:: AIM OF THE TASK ::
The listing should be returned in its entirety, exactly as given.

:: INFORMATION ::
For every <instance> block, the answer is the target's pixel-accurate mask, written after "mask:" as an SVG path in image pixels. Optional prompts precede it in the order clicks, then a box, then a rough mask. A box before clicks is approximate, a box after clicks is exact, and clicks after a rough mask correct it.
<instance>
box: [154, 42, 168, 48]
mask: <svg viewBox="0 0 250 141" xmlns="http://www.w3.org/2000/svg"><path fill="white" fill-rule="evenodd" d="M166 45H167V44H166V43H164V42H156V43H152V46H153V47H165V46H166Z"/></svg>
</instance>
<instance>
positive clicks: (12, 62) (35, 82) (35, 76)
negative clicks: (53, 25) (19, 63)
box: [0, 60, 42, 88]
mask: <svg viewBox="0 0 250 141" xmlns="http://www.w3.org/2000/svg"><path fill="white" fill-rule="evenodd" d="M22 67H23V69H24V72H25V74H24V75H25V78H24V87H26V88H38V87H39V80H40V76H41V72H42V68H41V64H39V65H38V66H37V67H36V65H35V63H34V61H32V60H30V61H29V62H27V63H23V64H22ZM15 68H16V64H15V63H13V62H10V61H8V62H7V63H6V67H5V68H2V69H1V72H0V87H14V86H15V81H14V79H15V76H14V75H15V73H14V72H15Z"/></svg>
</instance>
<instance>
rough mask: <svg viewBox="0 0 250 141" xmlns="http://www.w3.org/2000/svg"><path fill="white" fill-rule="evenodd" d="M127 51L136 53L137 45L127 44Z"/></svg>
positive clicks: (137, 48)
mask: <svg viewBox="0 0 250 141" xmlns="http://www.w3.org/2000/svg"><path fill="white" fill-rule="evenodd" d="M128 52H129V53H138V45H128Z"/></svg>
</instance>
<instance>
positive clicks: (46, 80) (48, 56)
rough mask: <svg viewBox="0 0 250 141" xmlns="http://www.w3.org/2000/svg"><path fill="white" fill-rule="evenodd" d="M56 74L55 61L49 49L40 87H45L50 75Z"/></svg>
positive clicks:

:: THE COMPLETED TASK ::
For every <instance> block, the answer is the target's pixel-accurate mask, written after "mask:" as an SVG path in image pixels. Optional prompts precede it in the order clicks, then a box, then a rough mask. A box before clicks is approximate, a box after clicks is exact, and clicks after a rough mask correct it.
<instance>
box: [154, 42, 168, 48]
mask: <svg viewBox="0 0 250 141" xmlns="http://www.w3.org/2000/svg"><path fill="white" fill-rule="evenodd" d="M166 45H167V44H166V43H164V42H156V43H152V46H153V47H165V46H166Z"/></svg>
</instance>
<instance>
positive clicks: (12, 62) (35, 82) (35, 76)
negative clicks: (53, 25) (19, 63)
box: [0, 60, 42, 88]
mask: <svg viewBox="0 0 250 141" xmlns="http://www.w3.org/2000/svg"><path fill="white" fill-rule="evenodd" d="M22 67H23V69H24V72H25V74H24V75H25V78H24V87H26V88H38V87H39V80H40V76H41V72H42V68H41V64H39V65H38V66H37V67H36V65H35V63H34V61H32V60H30V61H29V62H27V63H23V64H22ZM15 68H16V64H15V63H13V62H10V61H8V62H7V63H6V67H5V68H2V69H1V72H0V87H14V86H15V81H14V79H15V76H14V75H15V73H14V72H15Z"/></svg>
</instance>
<instance>
rough mask: <svg viewBox="0 0 250 141" xmlns="http://www.w3.org/2000/svg"><path fill="white" fill-rule="evenodd" d="M127 51L136 53L137 45L127 44Z"/></svg>
positive clicks: (137, 48)
mask: <svg viewBox="0 0 250 141" xmlns="http://www.w3.org/2000/svg"><path fill="white" fill-rule="evenodd" d="M128 52H129V53H138V45H128Z"/></svg>
</instance>
<instance>
positive clicks: (46, 80) (48, 56)
rough mask: <svg viewBox="0 0 250 141" xmlns="http://www.w3.org/2000/svg"><path fill="white" fill-rule="evenodd" d="M56 74L55 61L49 49L40 87H45L50 75Z"/></svg>
positive clicks:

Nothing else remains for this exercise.